_Requirement_
Each record should appear again in the response exactly as it does in the original.

Collection entries:

◇ ◇ ◇ ◇ ◇ ◇ ◇

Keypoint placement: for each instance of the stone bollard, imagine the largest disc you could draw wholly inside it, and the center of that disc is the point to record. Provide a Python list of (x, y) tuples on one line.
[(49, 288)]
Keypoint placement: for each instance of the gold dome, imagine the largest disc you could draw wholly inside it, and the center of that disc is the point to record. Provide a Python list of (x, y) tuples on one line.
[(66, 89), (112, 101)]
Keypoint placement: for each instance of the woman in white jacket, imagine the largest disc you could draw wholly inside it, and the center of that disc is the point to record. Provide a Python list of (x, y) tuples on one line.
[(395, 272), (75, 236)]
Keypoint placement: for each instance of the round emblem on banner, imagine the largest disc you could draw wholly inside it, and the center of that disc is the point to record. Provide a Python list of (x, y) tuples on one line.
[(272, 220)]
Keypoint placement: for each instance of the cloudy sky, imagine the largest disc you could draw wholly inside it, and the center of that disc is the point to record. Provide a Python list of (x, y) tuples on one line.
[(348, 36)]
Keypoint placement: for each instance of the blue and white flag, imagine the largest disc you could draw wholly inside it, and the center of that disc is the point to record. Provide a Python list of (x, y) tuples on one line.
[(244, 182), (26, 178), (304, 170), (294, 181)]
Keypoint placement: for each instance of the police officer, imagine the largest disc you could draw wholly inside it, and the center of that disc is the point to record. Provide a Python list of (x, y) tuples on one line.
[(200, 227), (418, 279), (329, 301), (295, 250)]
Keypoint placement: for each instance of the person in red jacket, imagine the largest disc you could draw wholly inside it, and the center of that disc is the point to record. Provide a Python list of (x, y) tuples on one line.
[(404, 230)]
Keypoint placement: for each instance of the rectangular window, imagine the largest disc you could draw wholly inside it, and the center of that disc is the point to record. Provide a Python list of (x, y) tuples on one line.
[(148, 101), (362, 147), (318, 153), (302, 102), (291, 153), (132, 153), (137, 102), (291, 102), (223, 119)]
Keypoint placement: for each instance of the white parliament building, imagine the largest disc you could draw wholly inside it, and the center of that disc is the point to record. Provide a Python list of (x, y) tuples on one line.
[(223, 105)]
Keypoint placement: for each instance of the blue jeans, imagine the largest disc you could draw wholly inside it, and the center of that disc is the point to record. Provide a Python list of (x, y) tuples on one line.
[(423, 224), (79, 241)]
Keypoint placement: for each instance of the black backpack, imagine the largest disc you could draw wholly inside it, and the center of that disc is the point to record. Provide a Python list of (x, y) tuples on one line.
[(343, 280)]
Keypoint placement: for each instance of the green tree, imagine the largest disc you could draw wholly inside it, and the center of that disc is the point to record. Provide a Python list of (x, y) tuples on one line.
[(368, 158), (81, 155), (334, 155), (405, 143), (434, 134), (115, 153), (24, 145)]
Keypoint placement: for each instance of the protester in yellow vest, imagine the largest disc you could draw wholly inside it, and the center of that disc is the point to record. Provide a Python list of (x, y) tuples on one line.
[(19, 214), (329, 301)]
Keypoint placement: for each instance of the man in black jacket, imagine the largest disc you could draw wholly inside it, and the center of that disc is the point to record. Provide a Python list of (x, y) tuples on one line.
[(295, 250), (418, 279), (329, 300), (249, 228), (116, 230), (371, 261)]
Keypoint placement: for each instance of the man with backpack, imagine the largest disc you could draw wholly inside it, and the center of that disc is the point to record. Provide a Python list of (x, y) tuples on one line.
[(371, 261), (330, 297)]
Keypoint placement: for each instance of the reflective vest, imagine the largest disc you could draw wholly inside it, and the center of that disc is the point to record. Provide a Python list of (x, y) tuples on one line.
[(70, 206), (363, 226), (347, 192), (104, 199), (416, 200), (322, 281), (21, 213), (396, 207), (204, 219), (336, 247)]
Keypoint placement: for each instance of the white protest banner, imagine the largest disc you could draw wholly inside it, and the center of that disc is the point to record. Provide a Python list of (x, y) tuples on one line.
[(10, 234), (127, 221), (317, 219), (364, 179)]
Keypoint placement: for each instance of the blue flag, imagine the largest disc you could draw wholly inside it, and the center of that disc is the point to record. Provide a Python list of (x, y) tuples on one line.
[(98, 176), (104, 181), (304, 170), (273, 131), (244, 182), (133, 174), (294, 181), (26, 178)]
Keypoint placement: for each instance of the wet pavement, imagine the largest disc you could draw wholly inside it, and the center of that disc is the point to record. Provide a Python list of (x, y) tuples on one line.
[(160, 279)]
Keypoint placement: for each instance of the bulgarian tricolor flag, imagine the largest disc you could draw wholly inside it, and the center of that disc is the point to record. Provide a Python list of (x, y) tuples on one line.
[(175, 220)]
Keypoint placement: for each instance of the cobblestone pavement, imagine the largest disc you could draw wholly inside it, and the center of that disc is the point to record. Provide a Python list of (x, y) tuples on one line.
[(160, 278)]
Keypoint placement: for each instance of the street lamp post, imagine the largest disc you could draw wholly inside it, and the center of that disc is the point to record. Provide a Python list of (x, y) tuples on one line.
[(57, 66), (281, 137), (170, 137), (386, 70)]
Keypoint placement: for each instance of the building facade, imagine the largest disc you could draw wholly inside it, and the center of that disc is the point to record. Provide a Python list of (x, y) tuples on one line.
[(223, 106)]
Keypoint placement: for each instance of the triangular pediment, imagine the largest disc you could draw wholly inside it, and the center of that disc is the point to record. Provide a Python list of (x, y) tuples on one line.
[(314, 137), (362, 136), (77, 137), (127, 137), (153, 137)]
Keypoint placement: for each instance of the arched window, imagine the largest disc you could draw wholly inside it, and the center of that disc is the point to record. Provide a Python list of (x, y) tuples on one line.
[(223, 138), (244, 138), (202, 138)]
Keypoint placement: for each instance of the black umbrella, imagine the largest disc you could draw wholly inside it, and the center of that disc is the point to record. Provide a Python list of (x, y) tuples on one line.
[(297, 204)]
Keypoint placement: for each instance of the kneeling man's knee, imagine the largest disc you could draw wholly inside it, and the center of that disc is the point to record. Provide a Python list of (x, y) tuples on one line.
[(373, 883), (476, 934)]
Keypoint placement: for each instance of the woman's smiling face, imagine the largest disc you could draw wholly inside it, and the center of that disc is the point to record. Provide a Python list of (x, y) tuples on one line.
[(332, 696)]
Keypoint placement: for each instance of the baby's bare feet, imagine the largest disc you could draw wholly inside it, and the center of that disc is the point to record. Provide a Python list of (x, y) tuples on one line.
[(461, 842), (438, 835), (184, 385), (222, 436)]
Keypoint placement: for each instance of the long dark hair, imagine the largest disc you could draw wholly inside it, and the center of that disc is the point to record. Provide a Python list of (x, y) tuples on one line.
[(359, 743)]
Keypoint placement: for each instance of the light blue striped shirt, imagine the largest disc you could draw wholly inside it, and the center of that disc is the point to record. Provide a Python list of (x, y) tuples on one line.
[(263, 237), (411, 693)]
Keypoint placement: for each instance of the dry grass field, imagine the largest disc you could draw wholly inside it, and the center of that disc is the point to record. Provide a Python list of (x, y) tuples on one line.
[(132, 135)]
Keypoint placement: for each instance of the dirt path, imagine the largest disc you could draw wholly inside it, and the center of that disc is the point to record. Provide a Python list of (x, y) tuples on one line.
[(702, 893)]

◇ ◇ ◇ ◇ ◇ ◇ ◇

_Answer to this exercise_
Keypoint placement: for each instance of the stone bollard, imagine the largest disc you could draw wholly inside it, and the center of that disc is the point to record. Provide a Python list of (x, y) tuples on one line.
[(49, 288)]
Keypoint placement: for each instance of the gold dome, imagine the largest disc you could draw wholly inside it, and the center of that disc is the point to record. Provide a Python list of (x, y) tuples on one line.
[(66, 89), (112, 101)]
Keypoint placement: for each instance of the woman in white jacket, imagine the largest disc you could draw wholly inside it, and the center of that disc is the point to record. Provide a Python list of (x, y) tuples on one line.
[(395, 272), (75, 236)]
Keypoint placement: for each instance of the round emblem on banner, imagine the largest disc you could draw wholly inside it, and the center of that disc is the point to record. Provide a Python list of (x, y) tuples on one line.
[(272, 220)]
Keypoint placement: for each instance of the cloudy sky, imagine the largest disc you could draw wholly inside it, and the center of that disc is the point to record. Provide a Python list of (x, y) tuples on one line.
[(348, 36)]
Keypoint placement: for each instance of the blue and white flag, imagine the largest disc you could draw wholly inside it, and the center of that disc is the point to record. Provide a Python list of (x, y) tuples on one line.
[(244, 182), (26, 178), (304, 170), (294, 181)]
Keypoint placement: for each instance of the police officer, imagine the largest disc you could draw wholly inside it, and the center of that disc is the point to record. Provide a Python list of (x, y) tuples on one line.
[(200, 227), (418, 279), (329, 301), (295, 250)]
Keypoint placement: for each instance of the person in red jacket, imagine the largest disc you could draw wholly inside it, and the center of that disc is the point to record. Provide a Python list of (x, y) tuples on one line.
[(404, 230)]
Keypoint placement: for each instance of the rectangular window, imagine the largest disc you could draw wholly inside it, and the center of that disc is the point to record. Provide a Python list of (x, y) tuples on one line.
[(148, 101), (362, 147), (318, 153), (302, 102), (291, 153), (132, 153), (137, 102), (291, 102), (223, 119)]
Keypoint placement: for each instance of the white parliament building, imagine the largest disc you could draw wholly inside it, and the center of that disc is the point to record. Provide a Python list of (x, y) tuples on one line.
[(223, 105)]
Keypoint placement: for each instance of the blue jeans, imagine the largest disc you could draw wholly inside it, and the center of that disc is the point to record. Provide a Python list of (x, y) tuples on one line.
[(423, 224), (79, 241)]
Keypoint placement: for each instance of the black backpack, imagine the largest disc you could draw wholly inside it, and the center of that disc is the point to record. Provide a Python list of (x, y) tuples on one line.
[(343, 280)]
Keypoint placement: for each instance of the green tree, imagine the largest disc you could draw wholly inside it, and the center of that disc is the point to record. Provide a Python list of (x, y) tuples on one line.
[(368, 158), (81, 155), (334, 155), (405, 143), (434, 134), (115, 153), (24, 145)]
Keypoint placement: for each instance of the protester in yellow vest, imagine the largest disc you could draw wholly inside it, and the center of that disc is the point to record. Provide a Python list of (x, y) tuples on one line.
[(19, 214), (329, 301)]
Keypoint placement: for each instance of the man in black jacket, imagine the largest disc you could draw wholly inside it, and the center of that disc is the point to record. Provide a Python list of (x, y) tuples on one line.
[(295, 250), (418, 279), (329, 300), (249, 228), (116, 230), (371, 261)]
Keypoint placement: for each instance of the man with backpack, imagine the largest disc you could draw wholly inside it, and the center of that disc is the point to record. Provide a Python list of (x, y) tuples on one line.
[(371, 261), (330, 297)]
Keypoint placement: for each instance of the reflective vest, imagine the largest disc you could draw wholly inside it, and the center of that disc is the point to record. Provide a Python list of (x, y) tuples on one line.
[(70, 206), (363, 226), (347, 192), (104, 199), (416, 200), (322, 281), (21, 213), (396, 207), (204, 219), (336, 247)]
Keypoint placement: for each instance of the white protest banner, imagine the largest disc you could draw wholly inside it, and the center of that disc is the point to record. Provide a Python list of (x, y) tuples on one line.
[(10, 234), (127, 221), (317, 219), (364, 179)]
Keypoint placement: for each instance of the blue flag, imagine the largest disc you could draw wholly inside it, and the center of that disc is the point to record. Provide a Python list of (x, y) tuples on one line.
[(98, 176), (104, 181), (304, 170), (273, 131), (244, 182), (133, 174), (294, 181), (26, 178)]
Keypoint placement: for each instance of the wet pavement, imagine the largest disc you could draw wholly inside it, and the center of that disc is the point to record. Provide a Python list of (x, y) tuples on one line.
[(160, 279)]
Keypoint placement: for each instance of the bulgarian tricolor flag, imagine the largest disc you could draw wholly inside it, and the center of that disc is the point to record. Provide a Python list of (x, y) tuples on one line.
[(175, 220)]
Keypoint placement: for each instance of the cobblestone pavement, imagine the largest disc you could draw wholly inside it, and the center of that disc is the point to record. Provide a Python list of (x, y) tuples on one line.
[(160, 278)]
Keypoint placement: for each instance of the street lamp post, imagine the largest disc you could draw wholly inside it, and the center of that disc is the point to record. Provide a Python list of (x, y) tuples on one line.
[(57, 66), (281, 137), (170, 137), (386, 70)]
Keypoint placement: for each instance of the building facade, imagine the largest disc you could draw wholly inside it, and the center of that disc is the point to record. Provide a Python list of (x, y) tuples on one line.
[(223, 106)]
Keypoint placement: for each instance of the triangular pediment, imagine the largest disc you could draw wholly inside it, and the center of that disc is the point to record. Provide a Python list of (x, y) tuples on one line.
[(314, 137), (362, 136), (77, 137), (127, 137), (153, 137)]
Keypoint placement: for each instance of the arched window, imagine the largest disc you could draw wholly inside it, and the center of that disc is the point to record. Provide a Python list of (x, y) tuples on one line.
[(223, 138), (244, 138), (202, 138)]
Keypoint placement: for each instance of the black umbrella, imagine the largest disc you could draw wholly inside it, and the center of that disc is the point to record. Provide a Python list of (x, y) tuples on one line.
[(297, 204)]
Keypoint placement: for each instance of the kneeling man's knee, imagine the largest disc you could draw wholly inside it, and the center of that disc is the point to record. Provide a Python list of (x, y) tuples on one line.
[(373, 883), (476, 934)]
Keypoint placement: for each instance of the woman's smiling face, imagine the largest disc you could draw wholly inside it, and the center of that disc is the point to record. Provide a Python list of (x, y) tuples on one line.
[(332, 696)]
Keypoint placement: for each instance of the baby's bare feet, imagine the largest disc you could draw wholly inside it, and the center of that disc is the point to record. Provide a Python list of (x, y) tuples on one line.
[(461, 842), (438, 835), (184, 385), (222, 436)]
Keypoint placement: for each instance of the long dark hair, imagine the largest disc you could draw wholly inside it, and the center of that disc is the point to record. Provide a Python list of (x, y) tuples on one line.
[(359, 743)]
Keypoint placement: for each instance of the light blue striped shirt, imagine the largest disc you could draw wholly inside it, and the center of that disc is the point to record. Provide a Python list of (x, y) tuples on one line.
[(263, 237), (411, 693)]
Keypoint placement: for each instance of the dry grass field, imagine the largest disc you could draw wholly inside it, and the center of that disc is the point to record. Provide a Python list of (x, y) tuples on one line.
[(132, 135)]
Keypoint placement: for each instance of the dirt path, imagine the largest disc you could draw wholly inside it, and the center of that disc is the point to record. Provide a Python list of (x, y) tuples on one line.
[(702, 893)]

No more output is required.